▶ [Excerpted records]:
☆ ☆ ☆
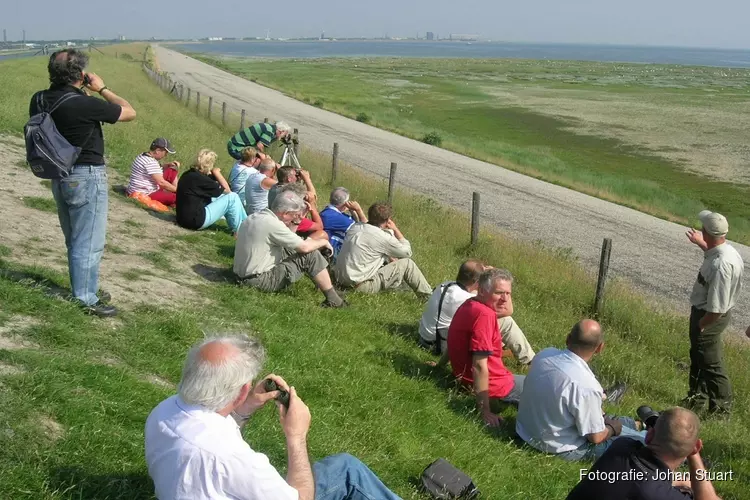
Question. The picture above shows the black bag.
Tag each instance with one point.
(443, 480)
(48, 153)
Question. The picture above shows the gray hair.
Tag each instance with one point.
(339, 196)
(287, 201)
(214, 385)
(488, 278)
(283, 127)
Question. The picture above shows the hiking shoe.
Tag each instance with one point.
(101, 310)
(330, 304)
(616, 392)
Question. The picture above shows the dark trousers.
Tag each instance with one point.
(708, 377)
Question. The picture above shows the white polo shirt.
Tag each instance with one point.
(193, 453)
(454, 297)
(561, 402)
(719, 280)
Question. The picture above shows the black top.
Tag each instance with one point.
(628, 470)
(194, 192)
(79, 120)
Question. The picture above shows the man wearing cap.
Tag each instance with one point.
(714, 294)
(149, 177)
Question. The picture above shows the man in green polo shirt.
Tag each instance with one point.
(259, 135)
(714, 295)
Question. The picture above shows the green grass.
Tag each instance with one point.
(43, 204)
(454, 99)
(358, 370)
☆ ☆ ☆
▶ [Exercise directions]: Reproduce word for word every line from the one containing "Question. The picture above shows the man in" through the last line of the items, inclusive.

▶ [Solved problem]:
Question. The picture above shows the man in green polo shirt.
Tag each instance with one point.
(259, 135)
(714, 295)
Question. The picture above shows the green grass.
Tag each instance with one point.
(43, 204)
(454, 99)
(358, 370)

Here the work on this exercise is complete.